* [所给文段]
☆ ☆ ☆

ElasticSearch-环境准备

前言

收集大量的日志信息之后，把这些日志存放在哪里？才能对其日志内容进行搜素呢？MySQL？

1.MySQL海量数据下全文检索效率低

如果MySQL里存储了1000W条这样的数据，每条记录的details字段有128个字。

用户想要查询details字段包含“ajax”这个关键词的记录。

select * from tb_log where log_details like "%ajax%";

使用like模糊查询且左边有通配符，会导致索引失效；

每次执行这条SQL语句，都需要逐一查询logtable中每条记录，最头痛的是找到这条记录之后，每次还要对这条记录中details字段里的文本内容进行全文扫描。

判断这个当前记录中的details字段是的内容否包含 “ajax”？有可能会查询 10000w*128次.

所以想要支持搜素details字段的Text内容的情况下，把海量的日志信息存在MySQL中是不太合理的。

☆ ☆ ☆

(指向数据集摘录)
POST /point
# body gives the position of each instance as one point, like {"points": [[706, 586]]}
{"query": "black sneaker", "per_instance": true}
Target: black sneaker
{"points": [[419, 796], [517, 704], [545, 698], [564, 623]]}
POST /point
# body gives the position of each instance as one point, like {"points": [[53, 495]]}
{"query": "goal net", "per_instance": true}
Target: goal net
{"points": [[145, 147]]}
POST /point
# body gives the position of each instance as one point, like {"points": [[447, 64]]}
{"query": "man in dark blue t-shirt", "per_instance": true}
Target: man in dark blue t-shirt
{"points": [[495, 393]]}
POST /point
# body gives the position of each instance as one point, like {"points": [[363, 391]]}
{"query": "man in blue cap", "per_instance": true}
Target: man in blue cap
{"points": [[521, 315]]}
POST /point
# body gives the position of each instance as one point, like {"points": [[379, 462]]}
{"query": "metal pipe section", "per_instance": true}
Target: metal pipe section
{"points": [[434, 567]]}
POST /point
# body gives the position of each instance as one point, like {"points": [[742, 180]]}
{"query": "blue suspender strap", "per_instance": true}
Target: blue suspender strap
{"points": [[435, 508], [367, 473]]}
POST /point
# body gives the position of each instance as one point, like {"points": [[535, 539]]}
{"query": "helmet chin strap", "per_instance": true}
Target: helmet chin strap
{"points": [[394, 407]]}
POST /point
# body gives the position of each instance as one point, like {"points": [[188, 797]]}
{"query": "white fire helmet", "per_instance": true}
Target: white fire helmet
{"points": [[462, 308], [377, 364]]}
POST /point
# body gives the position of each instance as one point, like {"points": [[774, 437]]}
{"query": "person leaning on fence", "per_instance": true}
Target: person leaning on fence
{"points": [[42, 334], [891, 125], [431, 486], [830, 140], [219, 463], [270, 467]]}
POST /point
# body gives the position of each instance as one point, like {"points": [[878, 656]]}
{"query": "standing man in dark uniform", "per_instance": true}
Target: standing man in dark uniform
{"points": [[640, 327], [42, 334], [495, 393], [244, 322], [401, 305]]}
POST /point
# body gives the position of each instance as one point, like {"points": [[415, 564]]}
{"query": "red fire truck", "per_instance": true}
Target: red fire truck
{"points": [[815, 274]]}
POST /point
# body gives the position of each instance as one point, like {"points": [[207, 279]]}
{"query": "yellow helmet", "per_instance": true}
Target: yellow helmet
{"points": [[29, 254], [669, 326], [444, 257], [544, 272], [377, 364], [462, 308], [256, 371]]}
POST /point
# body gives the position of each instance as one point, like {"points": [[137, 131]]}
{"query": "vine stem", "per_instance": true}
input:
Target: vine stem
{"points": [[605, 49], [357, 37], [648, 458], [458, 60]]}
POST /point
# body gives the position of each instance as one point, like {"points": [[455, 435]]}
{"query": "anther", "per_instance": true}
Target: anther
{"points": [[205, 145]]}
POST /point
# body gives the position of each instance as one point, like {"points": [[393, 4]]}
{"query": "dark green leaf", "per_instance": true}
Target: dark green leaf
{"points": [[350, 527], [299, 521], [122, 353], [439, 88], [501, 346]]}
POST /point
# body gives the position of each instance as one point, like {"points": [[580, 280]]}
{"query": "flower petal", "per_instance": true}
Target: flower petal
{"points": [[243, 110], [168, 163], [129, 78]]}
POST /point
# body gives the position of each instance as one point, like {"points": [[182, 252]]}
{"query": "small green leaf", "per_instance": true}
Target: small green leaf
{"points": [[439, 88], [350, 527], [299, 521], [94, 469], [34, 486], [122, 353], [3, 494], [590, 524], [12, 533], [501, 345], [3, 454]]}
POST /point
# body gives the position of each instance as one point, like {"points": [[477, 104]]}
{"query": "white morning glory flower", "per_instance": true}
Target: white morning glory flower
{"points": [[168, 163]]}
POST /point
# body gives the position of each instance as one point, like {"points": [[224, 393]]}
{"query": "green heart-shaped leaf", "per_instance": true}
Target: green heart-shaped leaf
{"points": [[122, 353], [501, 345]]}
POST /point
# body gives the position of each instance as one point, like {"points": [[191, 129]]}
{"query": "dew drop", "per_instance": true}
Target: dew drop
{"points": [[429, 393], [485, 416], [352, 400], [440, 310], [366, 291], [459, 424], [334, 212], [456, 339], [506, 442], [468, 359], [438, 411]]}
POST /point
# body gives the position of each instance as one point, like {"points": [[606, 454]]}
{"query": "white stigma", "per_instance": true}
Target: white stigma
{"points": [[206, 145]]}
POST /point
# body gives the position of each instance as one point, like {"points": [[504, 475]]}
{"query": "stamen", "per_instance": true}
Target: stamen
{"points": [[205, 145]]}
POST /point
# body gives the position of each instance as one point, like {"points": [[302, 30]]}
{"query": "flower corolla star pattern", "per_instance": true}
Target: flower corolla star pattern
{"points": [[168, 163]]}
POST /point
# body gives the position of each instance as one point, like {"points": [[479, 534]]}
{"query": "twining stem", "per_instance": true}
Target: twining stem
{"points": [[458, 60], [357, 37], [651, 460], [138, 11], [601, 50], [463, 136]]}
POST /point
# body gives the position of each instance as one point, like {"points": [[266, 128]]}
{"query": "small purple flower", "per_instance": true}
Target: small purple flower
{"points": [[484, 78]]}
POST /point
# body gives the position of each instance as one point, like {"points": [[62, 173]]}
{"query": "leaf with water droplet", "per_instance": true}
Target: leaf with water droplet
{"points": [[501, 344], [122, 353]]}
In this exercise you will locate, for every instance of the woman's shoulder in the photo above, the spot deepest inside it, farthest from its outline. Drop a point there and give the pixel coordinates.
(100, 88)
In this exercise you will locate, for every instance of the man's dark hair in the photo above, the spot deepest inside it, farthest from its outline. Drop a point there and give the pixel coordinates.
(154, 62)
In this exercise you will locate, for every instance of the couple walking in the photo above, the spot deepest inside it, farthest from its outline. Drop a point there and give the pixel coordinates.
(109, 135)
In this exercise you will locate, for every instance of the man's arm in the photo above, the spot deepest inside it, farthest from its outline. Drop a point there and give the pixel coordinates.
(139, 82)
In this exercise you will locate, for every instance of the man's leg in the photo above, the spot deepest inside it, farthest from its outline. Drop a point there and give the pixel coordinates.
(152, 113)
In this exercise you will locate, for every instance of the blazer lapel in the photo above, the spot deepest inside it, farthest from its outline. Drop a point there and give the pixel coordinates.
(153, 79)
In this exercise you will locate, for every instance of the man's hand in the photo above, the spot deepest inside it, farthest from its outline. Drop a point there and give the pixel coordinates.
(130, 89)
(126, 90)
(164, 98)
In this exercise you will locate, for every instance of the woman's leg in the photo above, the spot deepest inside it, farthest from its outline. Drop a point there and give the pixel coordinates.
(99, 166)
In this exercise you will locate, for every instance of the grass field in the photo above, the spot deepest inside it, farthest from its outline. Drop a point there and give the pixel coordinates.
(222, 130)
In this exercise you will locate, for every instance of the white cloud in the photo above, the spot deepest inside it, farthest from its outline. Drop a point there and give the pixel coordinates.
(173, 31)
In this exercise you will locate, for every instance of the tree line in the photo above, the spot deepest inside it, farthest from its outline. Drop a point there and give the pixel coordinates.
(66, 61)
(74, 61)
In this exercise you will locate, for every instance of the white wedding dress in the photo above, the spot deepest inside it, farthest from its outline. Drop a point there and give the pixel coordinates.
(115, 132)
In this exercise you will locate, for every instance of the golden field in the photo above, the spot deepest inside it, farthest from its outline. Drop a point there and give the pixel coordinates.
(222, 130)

☆ ☆ ☆

* [任务指令 1] 请把关于MySQL全文检索的文段中从“如果MySQL里存储了100”开始、一直到“段里的文本内容进行全文扫描。”为止的部分重新写出，并把其中的“关键词”换成“检索词”。
* [任务指令 2] 接着关于MySQL全文检索的文段的最后一句往下续写。

* [最终答案 1]
如果MySQL里存储了1000W条这样的数据，每条记录的details字段有128个字。

用户想要查询details字段包含“ajax”这个检索词的记录。

select * from tb_log where log_details like "%ajax%";

使用like模糊查询且左边有通配符，会导致索引失效；

每次执行这条SQL语句，都需要逐一查询logtable中每条记录，最头痛的是找到这条记录之后，每次还要对这条记录中details字段里的文本内容进行全文扫描。

* [最终答案 2]
2.MySQL无法实现分词查询功能

如果用户不明确搜索目的，虽然在电商平台上搜索了1个关键词 ‘平板电视’，但也想看看平板电脑、液晶电视等商品；

select * from tb_good where good_name like "%平板电视%";

以上SQL语句只能查询到商品名称包含“平板电视“4个字连在一起的平板电视商品；

无法按照自然语言习对关键词进行分词处理，导致用户无法获得丰富的查询结果，例如：把商品名称包含“电视“和“平板”的商品也查询出来；

ES不是银弹只做搜索功能，否则搭建ES维护起来也复杂；

一、Elasticsearch简介

Elasticsearch是一个开源的高扩展的分布式全文检索引擎;

Elasticsearch是一个基于Lucene的分布式、高性能、可伸缩的搜素和分析系统，它对外提供了RESTful web API。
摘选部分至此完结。